_DATASET CONTENT:_
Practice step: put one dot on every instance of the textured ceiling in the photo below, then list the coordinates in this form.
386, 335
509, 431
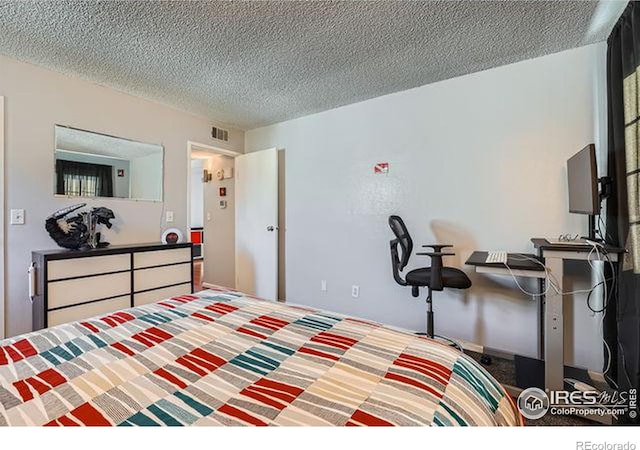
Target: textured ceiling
255, 63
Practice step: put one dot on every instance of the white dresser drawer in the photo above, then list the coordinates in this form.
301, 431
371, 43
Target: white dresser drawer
78, 267
160, 257
71, 292
161, 294
157, 277
81, 312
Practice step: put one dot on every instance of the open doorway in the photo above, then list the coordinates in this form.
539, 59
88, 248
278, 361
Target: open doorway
237, 220
212, 215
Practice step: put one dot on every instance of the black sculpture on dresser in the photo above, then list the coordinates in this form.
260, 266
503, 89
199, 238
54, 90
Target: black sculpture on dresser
78, 231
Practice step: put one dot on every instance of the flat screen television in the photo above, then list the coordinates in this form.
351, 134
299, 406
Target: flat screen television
583, 182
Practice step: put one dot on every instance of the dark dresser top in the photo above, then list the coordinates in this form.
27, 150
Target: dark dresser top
63, 253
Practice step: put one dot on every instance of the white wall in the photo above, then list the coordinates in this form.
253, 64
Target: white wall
197, 194
146, 177
35, 100
477, 161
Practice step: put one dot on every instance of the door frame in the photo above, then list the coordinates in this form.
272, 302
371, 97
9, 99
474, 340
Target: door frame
277, 221
191, 146
3, 305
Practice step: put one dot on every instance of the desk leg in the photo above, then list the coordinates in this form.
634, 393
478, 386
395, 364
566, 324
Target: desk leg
554, 330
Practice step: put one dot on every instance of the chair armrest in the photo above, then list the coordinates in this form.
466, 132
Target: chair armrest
437, 254
438, 247
436, 282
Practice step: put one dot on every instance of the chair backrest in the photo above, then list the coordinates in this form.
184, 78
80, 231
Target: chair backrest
402, 240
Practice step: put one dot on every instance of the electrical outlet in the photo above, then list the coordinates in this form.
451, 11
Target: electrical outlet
17, 217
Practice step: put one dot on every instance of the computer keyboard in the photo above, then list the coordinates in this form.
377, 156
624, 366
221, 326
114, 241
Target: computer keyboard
496, 257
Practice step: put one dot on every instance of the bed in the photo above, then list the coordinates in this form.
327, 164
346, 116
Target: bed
219, 357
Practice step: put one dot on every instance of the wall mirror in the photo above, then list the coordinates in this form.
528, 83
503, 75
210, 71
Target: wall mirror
89, 164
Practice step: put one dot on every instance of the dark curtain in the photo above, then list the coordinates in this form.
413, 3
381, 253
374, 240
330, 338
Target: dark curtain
83, 179
622, 323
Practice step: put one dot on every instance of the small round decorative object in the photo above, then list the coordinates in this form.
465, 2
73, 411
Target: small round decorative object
172, 236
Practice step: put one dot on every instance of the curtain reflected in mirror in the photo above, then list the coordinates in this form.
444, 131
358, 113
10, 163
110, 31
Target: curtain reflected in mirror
91, 164
83, 179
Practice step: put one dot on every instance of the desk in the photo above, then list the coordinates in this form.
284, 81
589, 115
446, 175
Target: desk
552, 330
554, 256
551, 320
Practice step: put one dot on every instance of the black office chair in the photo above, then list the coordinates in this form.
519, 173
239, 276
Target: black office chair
434, 278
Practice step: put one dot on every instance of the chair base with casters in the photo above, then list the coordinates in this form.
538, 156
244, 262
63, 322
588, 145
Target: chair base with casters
434, 278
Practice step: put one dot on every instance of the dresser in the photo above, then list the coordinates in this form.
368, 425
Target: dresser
74, 285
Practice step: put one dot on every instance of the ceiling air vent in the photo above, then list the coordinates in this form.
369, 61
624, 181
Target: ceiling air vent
220, 134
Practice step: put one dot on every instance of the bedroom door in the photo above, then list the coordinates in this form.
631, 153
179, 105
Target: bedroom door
2, 245
257, 223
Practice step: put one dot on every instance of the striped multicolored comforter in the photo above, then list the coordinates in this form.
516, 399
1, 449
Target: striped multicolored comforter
223, 358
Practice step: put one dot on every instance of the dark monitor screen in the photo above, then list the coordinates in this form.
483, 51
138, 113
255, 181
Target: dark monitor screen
583, 182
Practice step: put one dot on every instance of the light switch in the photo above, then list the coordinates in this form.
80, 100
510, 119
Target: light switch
17, 217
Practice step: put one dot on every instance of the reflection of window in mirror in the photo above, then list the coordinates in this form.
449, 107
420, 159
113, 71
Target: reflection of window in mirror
81, 179
91, 164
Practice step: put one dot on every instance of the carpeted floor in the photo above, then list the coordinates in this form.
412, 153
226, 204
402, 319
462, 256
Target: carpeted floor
504, 371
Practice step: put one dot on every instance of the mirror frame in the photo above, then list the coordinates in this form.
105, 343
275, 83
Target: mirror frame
162, 163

_WHAT TO PRODUCE:_
Rewrite all the records above as a JSON list of strings, one string per line, with blank lines dropped. Leave the pictures out.

_TASK ANSWER:_
[
  "Practice step: put one dot on every instance of the textured ceiling in the photo below, then list the coordinates in this form.",
  "386, 335",
  "509, 431",
  "Target: textured ceiling",
  "255, 63",
  "Practice step: put one dot on every instance of the white dresser drawer in the photo above, then list the coordinates in this form.",
  "301, 431",
  "371, 43",
  "Target: white dresser drawer",
  "78, 267",
  "160, 257",
  "71, 292",
  "161, 294",
  "157, 277",
  "81, 312",
  "Practice step: put one dot on every instance of the open doorway in the photo above, then list the coordinates in this form.",
  "539, 59",
  "88, 248",
  "278, 361",
  "Target: open doorway",
  "237, 220",
  "212, 215",
  "Practice step: put one dot on every instance of the black sculpture on dresser in the photo above, then list the coordinates in this form.",
  "260, 266",
  "503, 89",
  "199, 238",
  "54, 90",
  "Target: black sculpture on dresser",
  "78, 231",
  "Practice step: put one dot on every instance of the flat screen television in the photo above, then list the coordinates in this form.",
  "351, 134",
  "299, 406",
  "Target: flat screen television",
  "583, 182",
  "Practice step: put one dot on every instance of the dark dresser top in the photo above, then list the coordinates in this form.",
  "27, 150",
  "Target: dark dresser top",
  "63, 253",
  "Practice step: put one dot on every instance of the white wall in the photo above, then list the coordinates in this form.",
  "253, 64",
  "Target: white wall",
  "197, 194",
  "146, 177",
  "35, 100",
  "477, 161",
  "Practice step: put one dot on every instance of the door frame in the photo above, then list the coordinates in this form.",
  "272, 302",
  "371, 97",
  "9, 99",
  "474, 340",
  "Target: door frame",
  "277, 221",
  "191, 146",
  "3, 305",
  "Practice step: put one dot on every instance of the desk leg in the photo above, then list the coordinates in this form.",
  "634, 393",
  "478, 386",
  "395, 364",
  "566, 324",
  "Target: desk leg",
  "554, 330",
  "Practice step: put one dot on every instance of the chair armrest in the photo above, then list the coordinates in this form.",
  "466, 132",
  "Target: chair armrest",
  "437, 254",
  "438, 247",
  "436, 282",
  "Practice step: put one dot on every instance of the chair backrest in the photo above, then list the coordinates in this form.",
  "184, 78",
  "80, 231",
  "Target: chair backrest",
  "402, 240",
  "Practice step: put one dot on every instance of the electrical outlet in the photo above, then list the coordinates in this form.",
  "451, 11",
  "Target: electrical outlet",
  "17, 217",
  "Practice step: put one dot on every instance of the computer keyboard in the photo above, then list the coordinates in this form.",
  "377, 156",
  "624, 366",
  "221, 326",
  "114, 241",
  "Target: computer keyboard",
  "496, 257",
  "Practice step: put one dot on every instance of the bed in the photo above, then list the coordinates in this form.",
  "327, 164",
  "346, 116",
  "Target: bed",
  "219, 357",
  "Practice step: put one dot on every instance of the wall mirror in the photo above, then list the coordinates in this form.",
  "528, 83",
  "503, 75",
  "210, 71",
  "Target: wall mirror",
  "89, 164",
  "Practice step: put one dot on every instance of the dark curtain in the photo above, then list the coordinates in this form.",
  "413, 3",
  "381, 253",
  "374, 240",
  "330, 338",
  "Target: dark curtain",
  "83, 179",
  "622, 323",
  "Practice step: put one dot on every instance of the small round decorative object in the photo above, then list the coordinates in this form.",
  "465, 2",
  "73, 411",
  "Target: small round decorative object",
  "172, 236",
  "Practice step: put one dot on every instance of the curtain reflected in mirror in the photo above, then list the coordinates in this form.",
  "444, 131",
  "358, 113",
  "10, 163",
  "110, 31",
  "Target: curtain reflected in mirror",
  "91, 164",
  "83, 179",
  "Practice step: put one dot on every instance of the desk in the photo above, then list the coordinates in this form.",
  "284, 81",
  "589, 115",
  "446, 175",
  "Target: desk",
  "552, 330",
  "554, 256",
  "551, 320",
  "Practice step: put one dot on every instance of the black office chair in the photo above, then list the coordinates in this form.",
  "519, 173",
  "239, 276",
  "Target: black office chair",
  "434, 278",
  "Practice step: put one dot on every instance of the chair base with casters in the photo above, then list the coordinates in this form.",
  "538, 156",
  "244, 262",
  "63, 322",
  "588, 145",
  "Target: chair base with casters",
  "434, 278",
  "Practice step: put one dot on every instance of the dresser in the photo above, then list the coordinates in this form.",
  "368, 425",
  "Target: dresser",
  "74, 285",
  "Practice step: put one dot on every instance of the ceiling air vent in the photo above, then list the coordinates in this form.",
  "369, 61",
  "624, 181",
  "Target: ceiling air vent",
  "220, 134",
  "Practice step: put one dot on every instance of the bedroom door in the photo above, then list the coordinates in this form.",
  "631, 153",
  "179, 105",
  "Target: bedroom door",
  "2, 245",
  "257, 223",
  "Practice step: put one dot on every instance of the striped multicolored comforter in the photo above, then list the coordinates in this form.",
  "516, 399",
  "1, 449",
  "Target: striped multicolored comforter",
  "223, 358",
  "Practice step: put one dot on every instance of the dark monitor screen in the photo above, then list the coordinates in this form.",
  "483, 51",
  "138, 113",
  "255, 181",
  "Target: dark monitor screen",
  "583, 182",
  "Practice step: put one dot on every instance of the light switch in the photo above, then list the coordinates in this form.",
  "80, 100",
  "510, 119",
  "Target: light switch",
  "17, 217",
  "Practice step: put one dot on every instance of the reflection of window in mirror in the photo above, then list the coordinates in this form.",
  "449, 107",
  "420, 159",
  "113, 71",
  "Target: reflection of window in mirror",
  "81, 179",
  "91, 164",
  "Practice step: put one dot on every instance of the carpeted floor in the photo above, then list the coordinates in this form.",
  "412, 153",
  "226, 204",
  "402, 319",
  "462, 256",
  "Target: carpeted floor",
  "504, 371",
  "Practice step: put one dot on every instance of the mirror frame in the photo above, then list the coordinates in this form.",
  "105, 343",
  "275, 83",
  "Target: mirror frame",
  "162, 163"
]